===== ENTRIES

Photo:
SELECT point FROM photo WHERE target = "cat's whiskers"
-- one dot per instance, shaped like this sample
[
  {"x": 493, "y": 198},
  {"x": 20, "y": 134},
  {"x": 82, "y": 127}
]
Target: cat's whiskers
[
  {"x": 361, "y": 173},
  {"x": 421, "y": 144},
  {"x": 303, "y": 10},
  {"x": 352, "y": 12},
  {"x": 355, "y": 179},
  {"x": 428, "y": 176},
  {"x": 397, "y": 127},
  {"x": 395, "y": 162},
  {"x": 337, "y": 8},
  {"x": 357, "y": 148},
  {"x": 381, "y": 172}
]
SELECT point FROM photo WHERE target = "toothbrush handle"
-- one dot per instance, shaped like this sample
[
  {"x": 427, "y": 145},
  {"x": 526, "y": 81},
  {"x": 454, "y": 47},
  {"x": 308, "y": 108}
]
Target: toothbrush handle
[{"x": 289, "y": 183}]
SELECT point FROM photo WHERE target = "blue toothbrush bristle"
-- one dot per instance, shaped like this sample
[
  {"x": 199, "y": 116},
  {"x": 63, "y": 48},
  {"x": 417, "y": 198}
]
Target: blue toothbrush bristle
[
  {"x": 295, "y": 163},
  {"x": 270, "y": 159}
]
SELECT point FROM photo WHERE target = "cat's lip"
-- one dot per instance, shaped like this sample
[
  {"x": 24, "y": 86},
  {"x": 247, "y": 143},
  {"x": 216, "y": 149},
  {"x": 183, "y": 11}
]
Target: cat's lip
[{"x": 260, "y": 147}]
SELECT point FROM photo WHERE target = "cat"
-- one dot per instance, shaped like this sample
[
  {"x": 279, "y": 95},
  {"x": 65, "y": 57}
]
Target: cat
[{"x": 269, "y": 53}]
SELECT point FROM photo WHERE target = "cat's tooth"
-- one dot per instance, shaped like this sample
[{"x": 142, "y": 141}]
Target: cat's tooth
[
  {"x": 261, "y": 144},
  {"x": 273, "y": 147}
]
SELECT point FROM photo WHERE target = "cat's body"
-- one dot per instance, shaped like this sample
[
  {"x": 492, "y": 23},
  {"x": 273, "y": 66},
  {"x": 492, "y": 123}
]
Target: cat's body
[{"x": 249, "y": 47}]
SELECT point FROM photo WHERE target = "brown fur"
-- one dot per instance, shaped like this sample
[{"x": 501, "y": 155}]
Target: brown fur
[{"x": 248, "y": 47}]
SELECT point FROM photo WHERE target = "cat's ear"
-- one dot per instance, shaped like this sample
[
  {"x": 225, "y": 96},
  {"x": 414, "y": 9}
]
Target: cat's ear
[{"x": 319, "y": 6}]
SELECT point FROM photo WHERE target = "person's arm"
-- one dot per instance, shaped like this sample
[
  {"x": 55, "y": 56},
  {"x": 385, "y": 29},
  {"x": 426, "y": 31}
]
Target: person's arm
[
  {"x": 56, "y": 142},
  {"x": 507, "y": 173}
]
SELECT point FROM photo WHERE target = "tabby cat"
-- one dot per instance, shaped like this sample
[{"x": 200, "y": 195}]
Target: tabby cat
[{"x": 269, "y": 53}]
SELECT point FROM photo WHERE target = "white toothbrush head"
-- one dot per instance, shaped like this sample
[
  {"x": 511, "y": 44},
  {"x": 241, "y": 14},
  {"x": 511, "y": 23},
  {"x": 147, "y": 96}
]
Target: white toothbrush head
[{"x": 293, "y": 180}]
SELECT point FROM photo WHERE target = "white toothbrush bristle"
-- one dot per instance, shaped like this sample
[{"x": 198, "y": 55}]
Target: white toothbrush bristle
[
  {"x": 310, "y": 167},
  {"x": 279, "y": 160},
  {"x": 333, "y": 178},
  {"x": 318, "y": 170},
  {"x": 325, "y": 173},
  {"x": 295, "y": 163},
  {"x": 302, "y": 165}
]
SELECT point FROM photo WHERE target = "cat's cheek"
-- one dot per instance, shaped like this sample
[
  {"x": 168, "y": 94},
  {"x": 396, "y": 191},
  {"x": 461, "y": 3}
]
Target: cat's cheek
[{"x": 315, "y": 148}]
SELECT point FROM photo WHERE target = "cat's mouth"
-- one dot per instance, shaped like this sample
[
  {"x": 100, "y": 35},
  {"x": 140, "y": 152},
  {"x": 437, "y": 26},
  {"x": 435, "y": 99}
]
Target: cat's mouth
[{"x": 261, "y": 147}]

==========

> REQUEST
Return every line of the data that contains the word "white".

> FINISHED EXERCISE
SELECT point FROM photo WHERE target = "white toothbrush head"
Target: white toothbrush head
SELECT point FROM photo WHERE target = "white toothbrush bristle"
Target: white toothbrush bristle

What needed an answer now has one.